◆ **Supplied text**
***
In 2016, India’s top six airports handled 65% of the country’s air traffic. This skewed pattern of growth in aviation, concentrated on metro routes, is finally in the process of rectification. Since UDAN’s implementation, the share of non-metro airports in the domestic passenger pie has increased. Airlines have been putting these emerging destinations on their route maps as traffic grows. Darbhanga in Bihar, Jharsuguda in Odisha, Shillong in Meghalaya, Kishangarh in Rajasthan, Jagadalpur in Chhattisgarh and Hubli in Karnataka, with large rural catchment areas, are a few shining examples of the non-metro growth model of aviation. This has helped reduce the disparity between urban and rural areas. As Prime Minister Narendra Modi mentioned recently, UDAN fits well into the framework of “growth through inclusion".

The UDAN scheme is a unique collaborative model that includes all stakeholders. Though administered by the government, it has an active partnership with states, airlines and airports. Resource pooling has been achieved by the active contribution of these stakeholders, through either monetary or non-monetary incentives for airlines and airports, even as the Indian government provided budgetary support for the necessary infrastructure as part of its larger policy framework.

States provide part of the viability gap funding and extend security and fire services free of cost to airports. Earlier, states were passive partners. But for this scheme, 30 states and Union territories have so far signed MoUs with the central government for participation. This displays the true spirit of ‘collaborative federalism’.

Now consider the role of the aviation industry. Airlines voluntarily contribute a fee for UDAN’s implementation and have launched services on routes beyond the usual bounds of commercial viability by using government incentives offered under the scheme. Airports help airlines reduce their operational costs by waiving some of their charges to help make services affordable. Some players in the aviation ecosystem are even responding to the opportunity by thinking beyond metro-focused models.

So, UDAN has an essence ‘of the sector, by the sector, for the sector’. It was the sector’s foresight to invest in regional connectivity as a way to increase demand and trigger a virtuous cycle of growth.

Collaborative efforts have gone smoothly, as no litigation over the scheme has taken place till date among stakeholders. It’s not that differences have not arisen, but with transparent processes and a partnership of trust between the government and the aviation industry, these differences are addressed within the realm of the administrative framework. Perhaps very few government schemes can claim such a distinction.

UDAN has also created a model of resilience in the face of sudden challenges. For example, during the covid lockdown of 2020, Lifeline UDAN allowed airlines to participate in transportation of medical cargo without loss of time and to the satisfaction of health authorities at the Centre and states. The ministry of civil aviation recently designed a Krishi UDAN scheme under a similar framework, enhancing cargo logistics at high-potential airports for perishable agricultural produce. If everything goes well, a few north-eastern airports will soon be connected to international destinations under International UDAN, boosting the government’s Act East policy. An ability to fine-tune and adapt the framework to address new challenges is clearly a key strength of this policy approach.

A few years ago, inclusive growth in aviation would have sounded conjectural. UDAN has given our aviation sector a new outlook and has been instrumental in encouraging regional development. The scheme has been designed to ensure that the benefits of air travel reach one and all. However, to address the fast-rising aspiration levels of New India, UDAN would need to reinvent itself further with a focus on deeper connectivity.

The soaring journey of UDAN over the last 5 years has provided us valuable lessons on inclusivity, collaboration, adaptability and resilience. These guiding principles would define how it fares from here onwards till 2026, which is the scheme’s sunset year.

These are the author’s personal views.

Usha Padhee is joint secretary, civil aviation, Government of India.
***
(Collected data)
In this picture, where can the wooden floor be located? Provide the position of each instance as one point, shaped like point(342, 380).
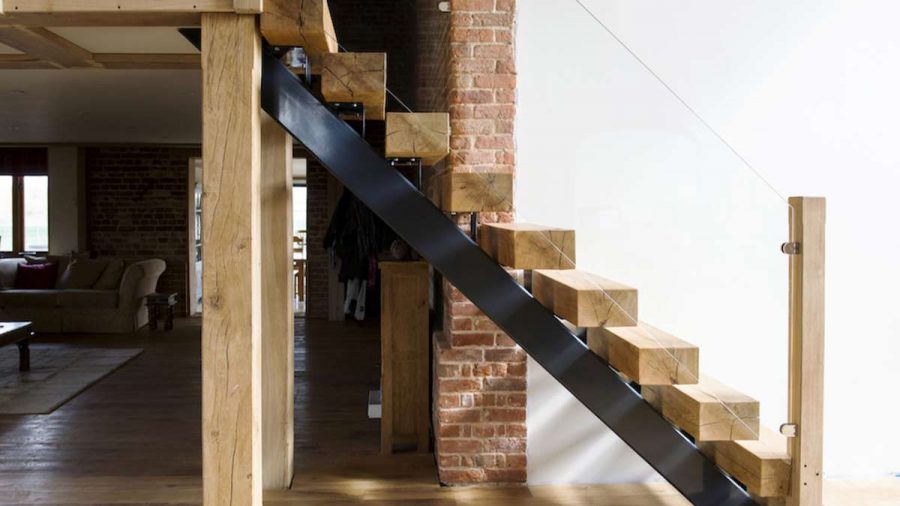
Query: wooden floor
point(134, 438)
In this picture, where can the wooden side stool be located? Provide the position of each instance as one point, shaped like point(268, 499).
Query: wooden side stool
***
◆ **Assignment**
Edit the article on UDAN by writing out again the part that begins with "The UDAN scheme" and ends with "of ‘collaborative federalism’.", putting "participants" everywhere "stakeholders" appears. The records are separate material and have no connection to the article on UDAN.

◆ **Response to the exercise**
The UDAN scheme is a unique collaborative model that includes all participants. Though administered by the government, it has an active partnership with states, airlines and airports. Resource pooling has been achieved by the active contribution of these participants, through either monetary or non-monetary incentives for airlines and airports, even as the Indian government provided budgetary support for the necessary infrastructure as part of its larger policy framework.

States provide part of the viability gap funding and extend security and fire services free of cost to airports. Earlier, states were passive partners. But for this scheme, 30 states and Union territories have so far signed MoUs with the central government for participation. This displays the true spirit of ‘collaborative federalism’.